* _Exercices à réaliser_:
1. Mettez à jour le passage du portrait d'Hélène Pichon qui commence par « Son parcours professionnel » et se poursuit jusqu'à « l’Air depuis 2012. », en remplaçant « Bahrein » par « Bahreïn ».
2. Prolongez, s'il vous plaît, le portrait d'Hélène Pichon au-delà de son dernier passage.

* _Extrait source_:
À l’occasion de la Journée internationale des droits des femmes, la Fondation des Alliances Françaises a interrogé des femmes de la communauté Alliance Française sur leur parcours professionnel et leur point de vue concernant les avancées des droits des femmes. Cette année, la thématique choisie est «L’innovation, le changement technologique et l’éducation à l’ère du numérique pour réaliser l’égalité des sexes et autonomiser toutes les femmes et les filles». Voici le témoignage d’Hélène Pichon, directrice de l’Alliance Française de La Haye, coordinatrice des Alliances Françaises aux Pays-Bas.
Son parcours en quelques mots :
Hélène Pichon, franco-suissesse, est titulaire d’un DEA ès Science Politique en langue anglais de la Sorbonne Paris IV.
Son parcours professionnel l’a emmenée successivement au Liban ; à l’ONU à Genève pour la République de Corée, puis à Bahrein. Elle a dirigé l’Alliance Française de Cork en Irlande, capitale européenne de la Culture, et piloté son Festival du Film Français. En janvier 2011, Mme Pichon a rejoint le Centre d’Étude et de Prospective stratégique, OING dotée du statut participatif auprès du Conseil de l’Europe, de l’UNESCO, de l’OCDE, de l’OIF et de la Commission Européenne, en qualité de directrice des relations avec les Institutions. Elle est aujourd’hui directrice de l’Alliance Française de La Haye et coordinatrice du réseau des Alliances Françaises des Pays-Bas, pour le ministère de l’Europe et des Affaires étrangères depuis septembre 2022. Hélène Pichon est également Colonel de la Réserve citoyenne de l’Armée de l’Air depuis 2012.
Hélène Pichon a l’égalité à cœur, elle est d’ailleurs l’auteure du manifeste « L’Éternel au Féminin » qui revendique la pleine et entière parité pour les femmes au sein des hiérarchies des grands monothéismes.
Membre fondatrice du chapitre français de l’International Women’s Forum, elle a été membre du conseil d’administration mondial de l’International Women’s Forum de 2019 à 2021 ; elle est ambassadrice de la Fondation Antoine de Saint-Exupéry pour la Jeunesse, et vice-présidente de l’Institut Robert Schuman pour l’Europe pour le monde anglophone. Elle a enseigné à l’École d’Art et de Culture. Hélène Pichon a co-fondé en 2020 le collectif Toutes Apôtres, devenu association, le 8 mars 2021. Elle a rejoint les conseils d’administration du Comité de la Jupe et de la Société des Amis de la Fondation pour l’Islam de France en 2021. Hélène Pichon est la secrétaire générale de l’Association SDGS Champions depuis juin 2021.
- Que pensez-vous du thème le la Journée internationale des droits des femmes « Pour un monde digital inclusif : innovation et technologies pour l’égalité des sexes » ?

Entrées d'un jeu de données:
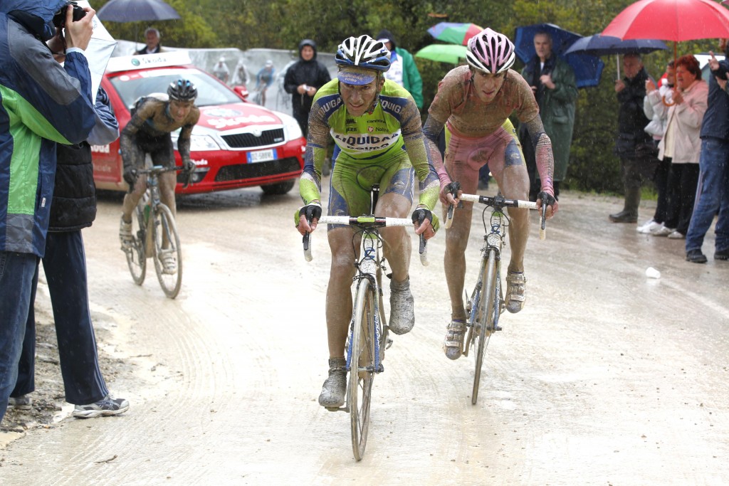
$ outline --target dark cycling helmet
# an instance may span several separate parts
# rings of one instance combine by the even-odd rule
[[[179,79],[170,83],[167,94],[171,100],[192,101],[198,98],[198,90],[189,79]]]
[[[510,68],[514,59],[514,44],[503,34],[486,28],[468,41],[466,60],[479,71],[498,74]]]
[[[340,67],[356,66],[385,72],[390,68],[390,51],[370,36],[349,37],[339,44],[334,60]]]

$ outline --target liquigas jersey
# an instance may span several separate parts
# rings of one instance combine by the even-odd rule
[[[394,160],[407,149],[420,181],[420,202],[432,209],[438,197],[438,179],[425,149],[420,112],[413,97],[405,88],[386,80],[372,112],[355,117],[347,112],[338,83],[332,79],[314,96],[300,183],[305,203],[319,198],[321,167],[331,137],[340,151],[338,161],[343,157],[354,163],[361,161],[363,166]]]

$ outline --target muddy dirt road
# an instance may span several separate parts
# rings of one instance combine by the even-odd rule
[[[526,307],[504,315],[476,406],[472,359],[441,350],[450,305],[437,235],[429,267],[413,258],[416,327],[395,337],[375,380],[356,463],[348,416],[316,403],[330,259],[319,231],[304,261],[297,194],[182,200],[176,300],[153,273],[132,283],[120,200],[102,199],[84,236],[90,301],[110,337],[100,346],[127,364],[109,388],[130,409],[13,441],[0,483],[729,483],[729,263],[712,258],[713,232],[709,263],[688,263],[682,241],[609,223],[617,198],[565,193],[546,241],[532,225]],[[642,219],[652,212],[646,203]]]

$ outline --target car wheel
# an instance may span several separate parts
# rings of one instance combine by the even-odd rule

---

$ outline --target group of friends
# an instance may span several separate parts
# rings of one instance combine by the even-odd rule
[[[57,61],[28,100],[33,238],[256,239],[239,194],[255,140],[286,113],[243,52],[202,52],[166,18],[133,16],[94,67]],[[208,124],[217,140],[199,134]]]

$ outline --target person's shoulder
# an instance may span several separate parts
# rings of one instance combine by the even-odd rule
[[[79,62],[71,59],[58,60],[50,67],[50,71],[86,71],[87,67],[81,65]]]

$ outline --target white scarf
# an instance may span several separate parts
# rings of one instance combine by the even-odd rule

==

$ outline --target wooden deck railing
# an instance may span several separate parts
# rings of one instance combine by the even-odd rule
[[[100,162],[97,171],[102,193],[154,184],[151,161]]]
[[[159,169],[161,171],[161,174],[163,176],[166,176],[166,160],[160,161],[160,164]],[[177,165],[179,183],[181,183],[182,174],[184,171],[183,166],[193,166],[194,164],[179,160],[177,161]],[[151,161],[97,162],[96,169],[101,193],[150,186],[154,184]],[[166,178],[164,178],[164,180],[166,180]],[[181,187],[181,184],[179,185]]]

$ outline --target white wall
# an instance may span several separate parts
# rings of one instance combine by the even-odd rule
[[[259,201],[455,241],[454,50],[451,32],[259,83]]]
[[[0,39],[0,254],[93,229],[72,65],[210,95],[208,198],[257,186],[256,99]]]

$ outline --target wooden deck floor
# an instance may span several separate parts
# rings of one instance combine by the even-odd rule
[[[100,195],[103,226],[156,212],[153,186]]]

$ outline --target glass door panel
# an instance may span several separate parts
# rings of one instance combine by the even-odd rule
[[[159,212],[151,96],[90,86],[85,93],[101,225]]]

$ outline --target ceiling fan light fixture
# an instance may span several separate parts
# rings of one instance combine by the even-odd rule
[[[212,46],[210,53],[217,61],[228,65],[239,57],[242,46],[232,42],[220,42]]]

* _Ensemble des réponses_:
1.
Son parcours professionnel l’a emmenée successivement au Liban ; à l’ONU à Genève pour la République de Corée, puis à Bahreïn. Elle a dirigé l’Alliance Française de Cork en Irlande, capitale européenne de la Culture, et piloté son Festival du Film Français. En janvier 2011, Mme Pichon a rejoint le Centre d’Étude et de Prospective stratégique, OING dotée du statut participatif auprès du Conseil de l’Europe, de l’UNESCO, de l’OCDE, de l’OIF et de la Commission Européenne, en qualité de directrice des relations avec les Institutions. Elle est aujourd’hui directrice de l’Alliance Française de La Haye et coordinatrice du réseau des Alliances Françaises des Pays-Bas, pour le ministère de l’Europe et des Affaires étrangères depuis septembre 2022. Hélène Pichon est également Colonel de la Réserve citoyenne de l’Armée de l’Air depuis 2012.

2.
Je pense qu’il est parfaitement opportun et nécessaire que le thème retenu pour célébrer la Journée internationale des droits des femmes en 2023 soit celui d’un monde digital inclusif : les innovations numériques et les technologies digitales définissent notre présent et notre avenir. Elles constituent véritablement la 4e révolution industrielle, celle du XXIe siècle : elles sont les vecteurs et l’architecture même d’un nouveau système d’organisation et de valeurs pour l’Humanité. Or, aujourd’hui partout dans le monde, la part que les femmes représentent dans ces métiers est malheureusement insignifiante.
Le constat alarmant de cette absence de parité dans le monde de la Tech, induit que des biais et le risque que ces nouveaux modes d’interactions sociales et de modèles d’affaires soient développés selon un système de valeurs qui ne respecte pas l’identité de chacun(e), et des femmes en particulier.
Ainsi que le rappellent Lise Bachmann, fondatrice et dirigeante de Womaccelerator, Cristina Lunghi, Fondatrice d’Arborus, et Patricia Lecoq, présidente du Cercle InterElles : « Prenons l’exemple de l’IA qui transpose la pensée et la culture humaines sous la forme d’un code informatique. Si les concepteurs utilisent des données biaisées, et elles le sont, alors l’IA les accentuera au fur et à mesure de son expansion, tout comme le danger de voir croître les stéréotypes sexistes et les discriminations. De nombreux cas sont avérés dans le recrutement, la reconnaissance vocale ou faciale, la détection des sentiments, bref, dans toutes les interconnexions avec des humains.»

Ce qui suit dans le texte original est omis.